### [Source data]
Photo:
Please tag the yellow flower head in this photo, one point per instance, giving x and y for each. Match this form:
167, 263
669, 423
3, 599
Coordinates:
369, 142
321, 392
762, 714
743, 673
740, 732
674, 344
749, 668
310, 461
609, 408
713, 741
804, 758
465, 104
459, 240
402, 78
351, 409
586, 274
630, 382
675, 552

--

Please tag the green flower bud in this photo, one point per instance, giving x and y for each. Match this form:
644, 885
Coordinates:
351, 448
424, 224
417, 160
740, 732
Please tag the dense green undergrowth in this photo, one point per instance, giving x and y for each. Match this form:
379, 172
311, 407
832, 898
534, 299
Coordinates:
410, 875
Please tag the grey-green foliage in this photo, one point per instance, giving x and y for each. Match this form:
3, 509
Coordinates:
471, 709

### [GOAL OF THE EXERCISE]
Extract every line from the rows above that contains the word "flower", treating uppercase and lowercase as different.

### [REPLY]
Please tag the yellow flower head in this photo, one point per instance, giving x and y for each. Match this form:
Please tag the green flower bud in this photo, one point per instance, giving x and y for each. Match this form:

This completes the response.